#### Task statement:
Each line of the records below that holds "microphone" should be returned.

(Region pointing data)
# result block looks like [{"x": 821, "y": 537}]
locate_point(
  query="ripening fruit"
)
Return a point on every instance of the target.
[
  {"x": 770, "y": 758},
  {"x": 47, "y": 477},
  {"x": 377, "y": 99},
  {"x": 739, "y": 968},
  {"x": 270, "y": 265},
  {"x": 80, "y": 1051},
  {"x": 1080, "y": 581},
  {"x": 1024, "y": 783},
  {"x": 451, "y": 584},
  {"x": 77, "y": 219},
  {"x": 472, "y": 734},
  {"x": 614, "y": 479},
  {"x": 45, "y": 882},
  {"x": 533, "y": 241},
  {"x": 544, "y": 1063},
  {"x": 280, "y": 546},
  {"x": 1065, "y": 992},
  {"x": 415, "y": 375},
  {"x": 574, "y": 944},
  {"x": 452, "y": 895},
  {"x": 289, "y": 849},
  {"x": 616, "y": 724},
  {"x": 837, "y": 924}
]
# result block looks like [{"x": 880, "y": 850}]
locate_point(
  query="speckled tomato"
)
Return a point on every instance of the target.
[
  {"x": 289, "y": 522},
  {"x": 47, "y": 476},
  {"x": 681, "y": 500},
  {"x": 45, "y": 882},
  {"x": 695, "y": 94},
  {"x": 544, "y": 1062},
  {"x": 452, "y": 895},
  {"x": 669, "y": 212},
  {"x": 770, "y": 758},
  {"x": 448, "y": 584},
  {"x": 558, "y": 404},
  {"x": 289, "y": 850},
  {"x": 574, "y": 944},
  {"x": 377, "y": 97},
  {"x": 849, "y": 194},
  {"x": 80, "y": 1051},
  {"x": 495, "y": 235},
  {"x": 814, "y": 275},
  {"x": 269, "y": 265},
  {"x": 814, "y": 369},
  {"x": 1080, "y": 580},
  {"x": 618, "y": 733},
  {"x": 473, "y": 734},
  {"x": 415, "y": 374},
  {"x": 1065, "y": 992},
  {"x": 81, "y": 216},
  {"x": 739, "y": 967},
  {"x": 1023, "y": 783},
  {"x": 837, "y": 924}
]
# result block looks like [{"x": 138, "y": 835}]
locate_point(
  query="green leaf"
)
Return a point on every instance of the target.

==

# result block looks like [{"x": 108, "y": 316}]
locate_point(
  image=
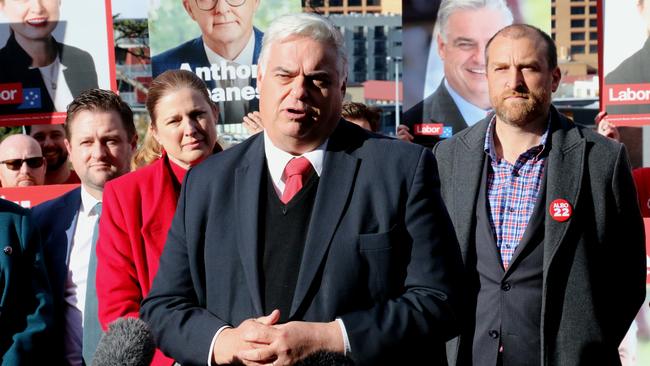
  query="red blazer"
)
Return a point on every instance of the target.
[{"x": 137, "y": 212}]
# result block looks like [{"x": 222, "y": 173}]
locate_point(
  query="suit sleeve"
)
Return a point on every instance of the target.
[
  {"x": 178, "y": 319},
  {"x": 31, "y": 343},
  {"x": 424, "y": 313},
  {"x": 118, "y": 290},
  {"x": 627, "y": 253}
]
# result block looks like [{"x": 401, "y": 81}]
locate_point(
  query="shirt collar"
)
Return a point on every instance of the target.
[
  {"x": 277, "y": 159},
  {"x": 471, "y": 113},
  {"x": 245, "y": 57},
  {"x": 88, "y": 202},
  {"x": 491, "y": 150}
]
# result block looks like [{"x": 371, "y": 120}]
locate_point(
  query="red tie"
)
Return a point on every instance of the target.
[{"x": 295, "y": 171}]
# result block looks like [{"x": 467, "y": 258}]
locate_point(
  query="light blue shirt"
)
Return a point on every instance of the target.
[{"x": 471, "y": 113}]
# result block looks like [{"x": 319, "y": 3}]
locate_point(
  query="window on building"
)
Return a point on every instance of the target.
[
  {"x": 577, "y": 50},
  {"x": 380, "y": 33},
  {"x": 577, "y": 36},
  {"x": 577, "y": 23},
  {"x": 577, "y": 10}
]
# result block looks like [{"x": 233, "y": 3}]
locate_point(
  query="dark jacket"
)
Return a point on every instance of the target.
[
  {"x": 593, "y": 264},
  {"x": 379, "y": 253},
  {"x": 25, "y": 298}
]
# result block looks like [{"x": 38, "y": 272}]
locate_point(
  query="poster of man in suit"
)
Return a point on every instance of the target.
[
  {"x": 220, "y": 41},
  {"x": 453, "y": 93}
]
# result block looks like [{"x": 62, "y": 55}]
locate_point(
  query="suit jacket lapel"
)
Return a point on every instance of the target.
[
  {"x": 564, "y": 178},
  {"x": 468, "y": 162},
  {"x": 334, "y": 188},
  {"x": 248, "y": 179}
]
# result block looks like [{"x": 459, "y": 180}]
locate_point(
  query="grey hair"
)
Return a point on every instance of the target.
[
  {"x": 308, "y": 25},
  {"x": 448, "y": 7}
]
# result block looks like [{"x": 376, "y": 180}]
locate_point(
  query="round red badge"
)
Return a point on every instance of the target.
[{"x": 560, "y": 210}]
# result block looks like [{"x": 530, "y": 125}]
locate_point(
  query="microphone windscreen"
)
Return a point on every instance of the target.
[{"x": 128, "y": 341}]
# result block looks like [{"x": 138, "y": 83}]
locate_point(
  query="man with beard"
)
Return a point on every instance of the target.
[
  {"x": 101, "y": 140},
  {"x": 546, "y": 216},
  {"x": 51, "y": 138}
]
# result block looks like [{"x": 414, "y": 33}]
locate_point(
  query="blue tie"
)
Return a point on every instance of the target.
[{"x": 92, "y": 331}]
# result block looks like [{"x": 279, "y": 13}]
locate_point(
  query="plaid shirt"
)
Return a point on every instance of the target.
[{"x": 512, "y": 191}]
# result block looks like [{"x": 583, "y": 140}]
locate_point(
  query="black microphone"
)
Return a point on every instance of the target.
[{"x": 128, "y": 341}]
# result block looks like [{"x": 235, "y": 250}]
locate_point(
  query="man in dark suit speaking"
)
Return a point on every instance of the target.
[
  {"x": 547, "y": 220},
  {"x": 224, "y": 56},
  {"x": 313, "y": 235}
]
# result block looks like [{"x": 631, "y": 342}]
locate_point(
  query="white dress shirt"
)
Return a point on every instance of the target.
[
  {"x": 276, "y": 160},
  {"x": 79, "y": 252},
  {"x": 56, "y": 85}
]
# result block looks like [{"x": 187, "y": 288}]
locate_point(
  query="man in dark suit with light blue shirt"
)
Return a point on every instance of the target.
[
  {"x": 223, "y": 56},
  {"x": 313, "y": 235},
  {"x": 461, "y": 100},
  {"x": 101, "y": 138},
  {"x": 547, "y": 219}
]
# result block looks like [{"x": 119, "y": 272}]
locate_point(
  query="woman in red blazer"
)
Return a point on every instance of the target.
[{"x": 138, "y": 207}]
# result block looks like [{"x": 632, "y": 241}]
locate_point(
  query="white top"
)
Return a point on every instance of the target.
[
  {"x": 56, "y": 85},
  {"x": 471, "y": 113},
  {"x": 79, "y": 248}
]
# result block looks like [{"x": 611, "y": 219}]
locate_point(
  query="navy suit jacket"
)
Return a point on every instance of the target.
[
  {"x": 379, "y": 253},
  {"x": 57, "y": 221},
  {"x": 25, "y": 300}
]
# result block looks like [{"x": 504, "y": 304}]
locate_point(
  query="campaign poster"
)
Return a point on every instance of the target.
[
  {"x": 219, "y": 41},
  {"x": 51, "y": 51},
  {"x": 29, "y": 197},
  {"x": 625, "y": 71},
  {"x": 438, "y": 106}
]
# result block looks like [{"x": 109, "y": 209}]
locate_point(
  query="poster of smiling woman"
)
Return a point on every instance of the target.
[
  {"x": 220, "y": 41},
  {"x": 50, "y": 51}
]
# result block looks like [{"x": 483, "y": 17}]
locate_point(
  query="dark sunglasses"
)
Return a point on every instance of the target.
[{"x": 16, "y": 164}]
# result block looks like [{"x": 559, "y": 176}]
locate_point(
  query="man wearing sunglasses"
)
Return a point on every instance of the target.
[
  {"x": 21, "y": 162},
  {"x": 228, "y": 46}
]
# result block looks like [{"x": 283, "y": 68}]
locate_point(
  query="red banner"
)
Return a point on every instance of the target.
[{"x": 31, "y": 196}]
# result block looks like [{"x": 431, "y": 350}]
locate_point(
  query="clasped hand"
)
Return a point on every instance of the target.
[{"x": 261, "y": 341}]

...

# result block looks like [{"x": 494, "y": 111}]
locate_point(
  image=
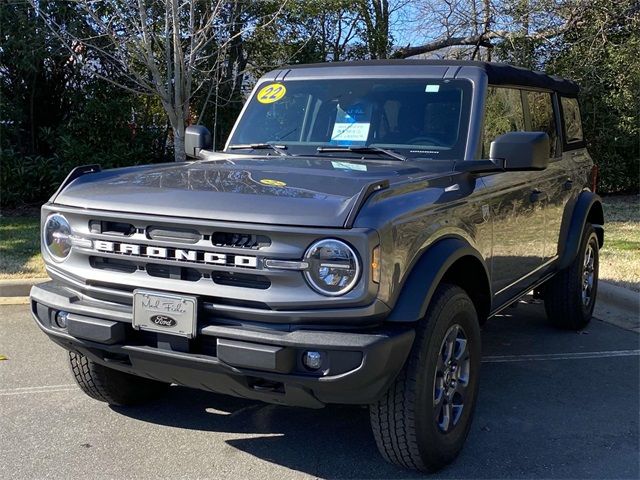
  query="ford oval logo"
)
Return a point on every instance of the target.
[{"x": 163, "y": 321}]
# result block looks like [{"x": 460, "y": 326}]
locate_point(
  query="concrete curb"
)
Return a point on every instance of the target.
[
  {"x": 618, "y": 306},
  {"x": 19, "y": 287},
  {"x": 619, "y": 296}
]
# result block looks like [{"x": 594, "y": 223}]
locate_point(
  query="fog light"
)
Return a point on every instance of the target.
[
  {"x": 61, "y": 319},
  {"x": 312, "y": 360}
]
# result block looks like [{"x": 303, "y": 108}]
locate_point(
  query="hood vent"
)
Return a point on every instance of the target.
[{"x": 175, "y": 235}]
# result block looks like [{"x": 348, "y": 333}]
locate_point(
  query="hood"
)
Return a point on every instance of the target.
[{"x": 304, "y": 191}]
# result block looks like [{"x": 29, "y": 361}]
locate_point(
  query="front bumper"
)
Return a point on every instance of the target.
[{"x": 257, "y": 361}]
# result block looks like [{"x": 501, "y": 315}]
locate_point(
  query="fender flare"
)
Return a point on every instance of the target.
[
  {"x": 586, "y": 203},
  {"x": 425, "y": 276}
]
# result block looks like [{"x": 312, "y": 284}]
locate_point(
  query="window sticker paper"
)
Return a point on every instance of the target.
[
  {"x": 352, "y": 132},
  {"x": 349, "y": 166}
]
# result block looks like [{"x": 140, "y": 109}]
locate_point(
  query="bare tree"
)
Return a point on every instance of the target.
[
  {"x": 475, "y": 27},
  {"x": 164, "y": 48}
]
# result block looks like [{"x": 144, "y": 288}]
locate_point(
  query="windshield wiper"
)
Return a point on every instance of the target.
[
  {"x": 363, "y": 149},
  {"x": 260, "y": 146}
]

#### Your solution:
  query="microphone windscreen"
  query="black microphone"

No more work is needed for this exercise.